#### [TASK PROMPT]
Extract, exactly and without pictures, every line from the one that includes "Put a marker on every instance of the green" through the final line of the material below.

======== RECORDS FOR THIS EXERCISE ========

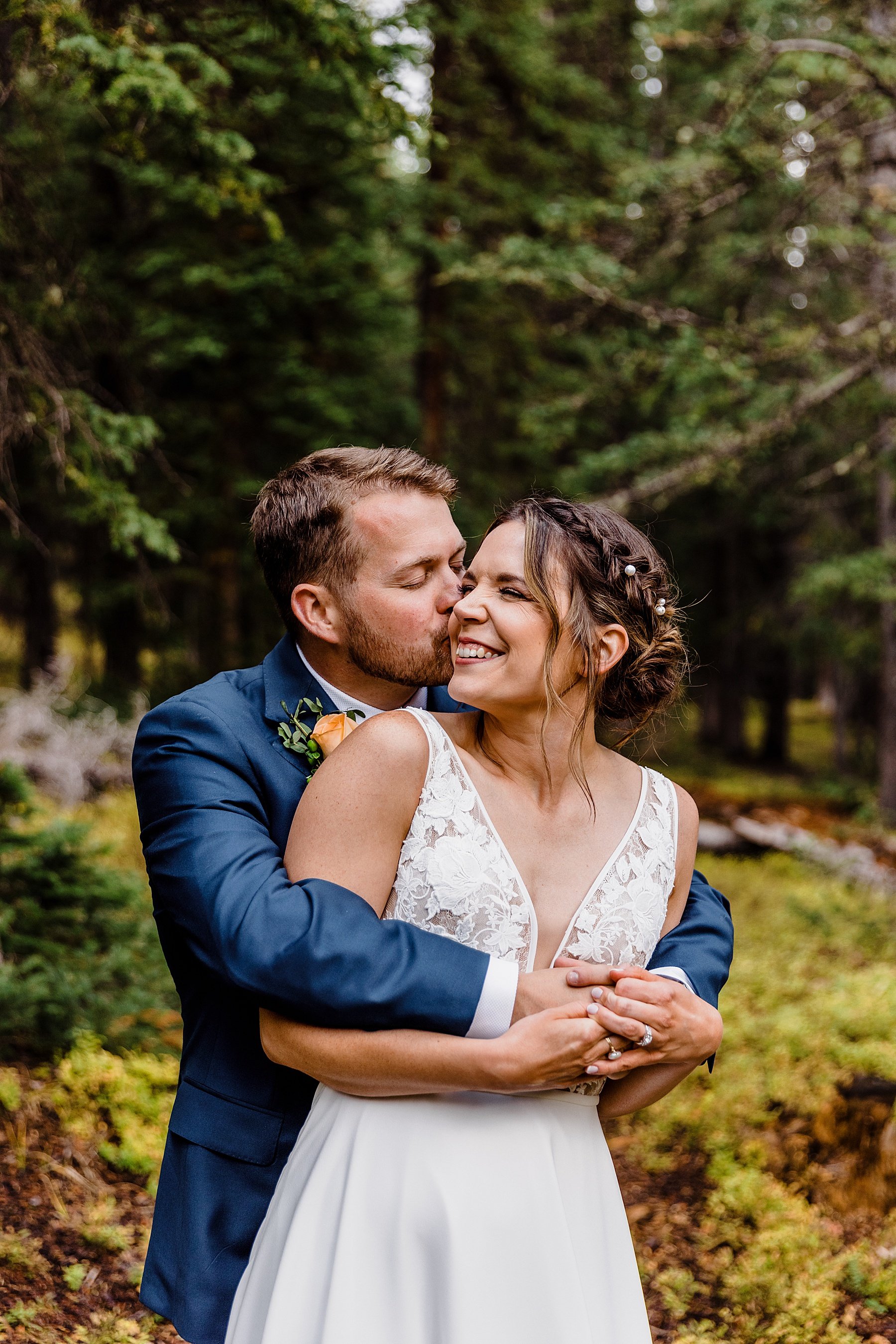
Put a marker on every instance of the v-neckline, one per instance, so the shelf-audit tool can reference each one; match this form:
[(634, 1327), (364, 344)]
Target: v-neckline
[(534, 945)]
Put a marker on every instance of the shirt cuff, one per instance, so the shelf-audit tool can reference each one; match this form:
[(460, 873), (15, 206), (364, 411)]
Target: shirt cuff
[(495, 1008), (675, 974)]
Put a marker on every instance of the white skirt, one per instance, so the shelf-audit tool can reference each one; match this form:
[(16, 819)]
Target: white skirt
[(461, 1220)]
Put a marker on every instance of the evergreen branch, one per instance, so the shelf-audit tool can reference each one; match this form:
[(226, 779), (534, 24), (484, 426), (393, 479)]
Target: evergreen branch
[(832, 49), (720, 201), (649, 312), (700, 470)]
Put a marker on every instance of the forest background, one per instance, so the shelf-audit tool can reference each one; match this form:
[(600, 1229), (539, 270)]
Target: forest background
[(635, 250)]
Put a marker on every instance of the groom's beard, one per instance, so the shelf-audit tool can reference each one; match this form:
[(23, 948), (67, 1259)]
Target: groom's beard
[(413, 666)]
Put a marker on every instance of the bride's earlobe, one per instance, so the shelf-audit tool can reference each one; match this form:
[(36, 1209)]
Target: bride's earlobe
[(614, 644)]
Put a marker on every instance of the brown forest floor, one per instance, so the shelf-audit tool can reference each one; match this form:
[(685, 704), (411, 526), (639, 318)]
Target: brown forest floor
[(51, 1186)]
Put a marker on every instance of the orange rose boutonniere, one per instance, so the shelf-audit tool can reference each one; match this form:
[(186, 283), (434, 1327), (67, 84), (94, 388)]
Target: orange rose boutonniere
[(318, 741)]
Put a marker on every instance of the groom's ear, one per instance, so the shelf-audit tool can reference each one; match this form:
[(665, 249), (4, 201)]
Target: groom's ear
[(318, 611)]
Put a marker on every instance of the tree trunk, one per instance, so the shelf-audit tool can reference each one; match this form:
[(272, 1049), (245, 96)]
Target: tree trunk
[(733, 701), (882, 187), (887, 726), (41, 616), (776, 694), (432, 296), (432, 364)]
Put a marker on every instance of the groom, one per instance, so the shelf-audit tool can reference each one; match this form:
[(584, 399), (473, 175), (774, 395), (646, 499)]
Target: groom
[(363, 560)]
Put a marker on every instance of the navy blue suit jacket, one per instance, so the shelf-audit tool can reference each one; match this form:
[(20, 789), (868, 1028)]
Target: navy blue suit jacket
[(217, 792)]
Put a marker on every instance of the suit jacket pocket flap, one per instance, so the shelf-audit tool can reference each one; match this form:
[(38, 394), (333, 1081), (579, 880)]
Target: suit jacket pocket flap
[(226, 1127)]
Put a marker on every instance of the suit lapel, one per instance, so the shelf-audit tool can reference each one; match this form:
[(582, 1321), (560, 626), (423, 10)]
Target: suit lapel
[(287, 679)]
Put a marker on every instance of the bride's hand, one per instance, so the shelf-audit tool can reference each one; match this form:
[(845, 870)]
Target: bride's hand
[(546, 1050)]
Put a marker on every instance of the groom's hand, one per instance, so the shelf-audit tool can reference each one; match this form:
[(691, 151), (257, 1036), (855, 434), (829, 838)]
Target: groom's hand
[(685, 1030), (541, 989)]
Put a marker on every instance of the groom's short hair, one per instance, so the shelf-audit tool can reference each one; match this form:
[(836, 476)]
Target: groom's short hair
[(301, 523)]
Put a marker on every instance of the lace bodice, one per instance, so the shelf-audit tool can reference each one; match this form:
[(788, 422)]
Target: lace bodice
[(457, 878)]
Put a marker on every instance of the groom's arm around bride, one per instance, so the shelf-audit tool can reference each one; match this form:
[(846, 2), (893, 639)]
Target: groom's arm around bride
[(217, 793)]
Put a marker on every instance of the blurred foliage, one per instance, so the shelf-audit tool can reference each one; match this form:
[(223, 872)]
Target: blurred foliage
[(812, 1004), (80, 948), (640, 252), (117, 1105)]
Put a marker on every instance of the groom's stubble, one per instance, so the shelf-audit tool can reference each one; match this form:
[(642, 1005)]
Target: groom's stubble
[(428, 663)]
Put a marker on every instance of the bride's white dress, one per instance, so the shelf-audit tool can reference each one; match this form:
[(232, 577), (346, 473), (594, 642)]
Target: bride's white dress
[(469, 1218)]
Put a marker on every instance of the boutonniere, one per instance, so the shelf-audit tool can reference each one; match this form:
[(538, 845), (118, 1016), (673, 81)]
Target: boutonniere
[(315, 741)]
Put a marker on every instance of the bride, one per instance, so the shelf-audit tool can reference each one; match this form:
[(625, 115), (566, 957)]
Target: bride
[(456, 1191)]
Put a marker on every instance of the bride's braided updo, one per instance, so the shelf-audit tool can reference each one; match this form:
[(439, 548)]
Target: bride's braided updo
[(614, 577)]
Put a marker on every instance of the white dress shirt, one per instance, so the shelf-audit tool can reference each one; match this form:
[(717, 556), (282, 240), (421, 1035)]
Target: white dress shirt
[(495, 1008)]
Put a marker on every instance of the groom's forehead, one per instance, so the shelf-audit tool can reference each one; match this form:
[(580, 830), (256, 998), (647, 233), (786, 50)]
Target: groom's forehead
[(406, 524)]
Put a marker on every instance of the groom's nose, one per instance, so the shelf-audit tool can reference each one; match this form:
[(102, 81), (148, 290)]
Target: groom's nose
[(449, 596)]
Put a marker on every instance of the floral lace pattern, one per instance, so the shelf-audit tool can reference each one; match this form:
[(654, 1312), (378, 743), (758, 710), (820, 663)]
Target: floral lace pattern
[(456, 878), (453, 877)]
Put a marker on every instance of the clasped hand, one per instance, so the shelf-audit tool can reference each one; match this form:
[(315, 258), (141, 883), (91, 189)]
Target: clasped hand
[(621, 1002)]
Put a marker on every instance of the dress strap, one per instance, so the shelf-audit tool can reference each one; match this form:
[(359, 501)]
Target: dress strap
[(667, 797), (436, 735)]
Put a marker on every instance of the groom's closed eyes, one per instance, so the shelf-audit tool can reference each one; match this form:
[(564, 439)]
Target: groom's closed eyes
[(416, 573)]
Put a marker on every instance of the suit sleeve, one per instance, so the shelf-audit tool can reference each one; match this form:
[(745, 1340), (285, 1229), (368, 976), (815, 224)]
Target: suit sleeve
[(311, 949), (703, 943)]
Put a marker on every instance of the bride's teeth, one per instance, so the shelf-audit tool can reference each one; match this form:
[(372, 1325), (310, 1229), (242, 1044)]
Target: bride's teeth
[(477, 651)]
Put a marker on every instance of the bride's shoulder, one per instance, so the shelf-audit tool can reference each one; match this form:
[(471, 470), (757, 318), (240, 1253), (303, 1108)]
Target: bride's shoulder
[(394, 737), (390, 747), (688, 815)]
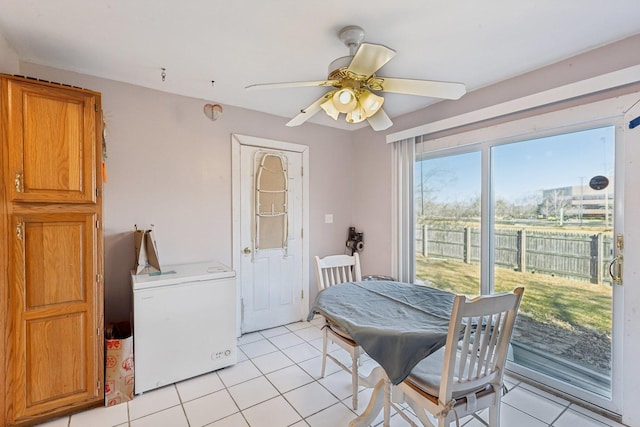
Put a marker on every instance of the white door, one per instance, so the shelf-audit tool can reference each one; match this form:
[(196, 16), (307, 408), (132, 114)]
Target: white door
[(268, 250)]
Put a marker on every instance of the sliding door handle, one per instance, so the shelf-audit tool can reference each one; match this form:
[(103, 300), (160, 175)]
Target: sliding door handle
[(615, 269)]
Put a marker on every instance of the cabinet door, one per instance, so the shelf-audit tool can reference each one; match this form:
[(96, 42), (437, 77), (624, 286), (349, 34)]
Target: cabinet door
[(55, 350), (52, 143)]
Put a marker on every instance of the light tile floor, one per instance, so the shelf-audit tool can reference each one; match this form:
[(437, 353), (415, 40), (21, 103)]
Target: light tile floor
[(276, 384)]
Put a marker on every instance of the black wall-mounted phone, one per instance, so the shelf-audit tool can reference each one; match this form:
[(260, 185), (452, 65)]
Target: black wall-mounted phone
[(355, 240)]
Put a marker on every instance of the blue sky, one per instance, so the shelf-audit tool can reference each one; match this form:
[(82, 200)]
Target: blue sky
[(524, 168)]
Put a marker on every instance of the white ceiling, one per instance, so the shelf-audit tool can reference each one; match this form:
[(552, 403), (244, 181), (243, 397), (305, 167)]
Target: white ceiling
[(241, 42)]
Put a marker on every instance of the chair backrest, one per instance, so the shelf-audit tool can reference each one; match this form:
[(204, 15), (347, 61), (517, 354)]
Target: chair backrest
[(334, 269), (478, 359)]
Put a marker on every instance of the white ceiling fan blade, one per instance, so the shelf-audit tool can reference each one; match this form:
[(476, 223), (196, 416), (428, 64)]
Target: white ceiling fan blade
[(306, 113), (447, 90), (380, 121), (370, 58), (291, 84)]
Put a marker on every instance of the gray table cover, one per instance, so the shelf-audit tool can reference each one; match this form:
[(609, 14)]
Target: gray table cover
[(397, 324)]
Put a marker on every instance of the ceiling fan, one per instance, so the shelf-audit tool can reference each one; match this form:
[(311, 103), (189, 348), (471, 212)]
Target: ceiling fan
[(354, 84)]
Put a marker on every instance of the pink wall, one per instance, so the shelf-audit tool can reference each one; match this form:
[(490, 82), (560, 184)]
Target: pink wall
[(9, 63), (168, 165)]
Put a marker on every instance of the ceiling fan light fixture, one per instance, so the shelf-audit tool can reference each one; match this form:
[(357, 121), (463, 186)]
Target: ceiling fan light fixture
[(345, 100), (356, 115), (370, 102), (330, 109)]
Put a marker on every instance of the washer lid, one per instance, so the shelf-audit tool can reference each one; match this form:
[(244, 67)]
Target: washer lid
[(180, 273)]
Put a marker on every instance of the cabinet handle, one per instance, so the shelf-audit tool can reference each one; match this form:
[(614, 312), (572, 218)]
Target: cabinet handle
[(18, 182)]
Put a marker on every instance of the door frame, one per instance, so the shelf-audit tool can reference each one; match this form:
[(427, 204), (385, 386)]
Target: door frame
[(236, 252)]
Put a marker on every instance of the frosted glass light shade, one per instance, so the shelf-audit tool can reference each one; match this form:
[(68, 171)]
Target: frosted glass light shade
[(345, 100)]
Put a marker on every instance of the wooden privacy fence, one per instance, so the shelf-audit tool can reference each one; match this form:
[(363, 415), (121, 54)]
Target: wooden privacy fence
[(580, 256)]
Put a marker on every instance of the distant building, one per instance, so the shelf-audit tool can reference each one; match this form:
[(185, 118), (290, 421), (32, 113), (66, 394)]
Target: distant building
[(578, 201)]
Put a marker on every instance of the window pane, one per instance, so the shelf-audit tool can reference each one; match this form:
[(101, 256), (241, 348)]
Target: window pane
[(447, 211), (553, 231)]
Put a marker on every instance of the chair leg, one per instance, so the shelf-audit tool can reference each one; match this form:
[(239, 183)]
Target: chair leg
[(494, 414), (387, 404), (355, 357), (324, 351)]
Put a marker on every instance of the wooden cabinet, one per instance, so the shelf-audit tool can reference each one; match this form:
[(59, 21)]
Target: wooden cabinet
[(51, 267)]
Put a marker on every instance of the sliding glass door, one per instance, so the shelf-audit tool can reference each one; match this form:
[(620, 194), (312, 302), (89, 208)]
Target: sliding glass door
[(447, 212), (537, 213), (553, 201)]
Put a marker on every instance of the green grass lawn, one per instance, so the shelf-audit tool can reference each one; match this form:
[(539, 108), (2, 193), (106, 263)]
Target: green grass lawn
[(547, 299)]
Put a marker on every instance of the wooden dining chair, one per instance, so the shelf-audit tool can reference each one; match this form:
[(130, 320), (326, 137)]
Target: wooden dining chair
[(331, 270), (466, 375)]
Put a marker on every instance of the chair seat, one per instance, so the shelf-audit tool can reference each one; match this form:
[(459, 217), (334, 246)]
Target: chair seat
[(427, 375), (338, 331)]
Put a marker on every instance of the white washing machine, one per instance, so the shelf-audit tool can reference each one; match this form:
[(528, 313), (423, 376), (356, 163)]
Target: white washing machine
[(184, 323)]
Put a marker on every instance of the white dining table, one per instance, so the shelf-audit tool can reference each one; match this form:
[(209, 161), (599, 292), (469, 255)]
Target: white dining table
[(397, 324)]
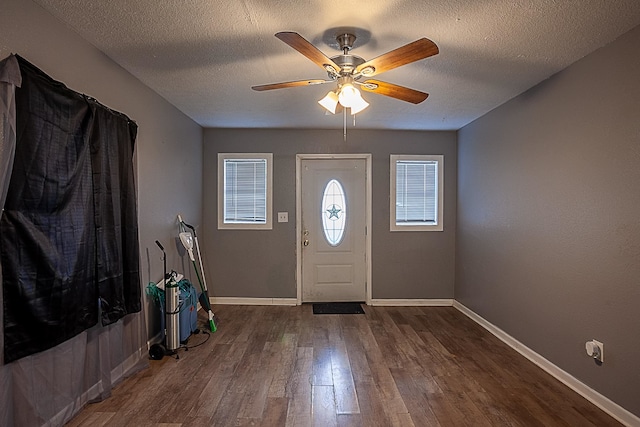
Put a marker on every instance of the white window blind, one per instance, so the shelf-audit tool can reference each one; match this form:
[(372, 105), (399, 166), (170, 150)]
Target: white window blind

========

#### [CORRECT ANSWER]
Put a marker on every instance of the green grass lawn, one per instance, so the shelf-audit tool can reference each one; match this form:
[(539, 108), (2, 193), (106, 263)]
Target: green grass lawn
[(547, 299)]
Put a marker on every instance of the wooden dining chair, one per instance, so the shelf-audit tool can reference each one; match this form:
[(130, 320), (326, 137)]
Target: wooden dining chair
[(331, 270), (466, 375)]
Put a marker on every instance of the chair seat, one per instance, so the shelf-audit tool can reference each one; match this form:
[(459, 217), (334, 246)]
Target: chair seat
[(427, 375), (338, 331)]
Put a marker on every instance of the white washing machine, one per instance, so the shelf-audit tool can reference each one; match this form:
[(528, 313), (423, 376), (356, 163)]
Target: white washing machine
[(184, 323)]
Put a marker on every instance of the white dining table, one per instance, so the shelf-audit tool can reference each one; match this form:
[(209, 161), (599, 292), (469, 255)]
Target: white dining table
[(397, 324)]
Put a marker on every instance of the white window blind, one per instance, so the shelf-audit tool can reference each one; match this form:
[(372, 105), (399, 166), (170, 150)]
Target: white window blind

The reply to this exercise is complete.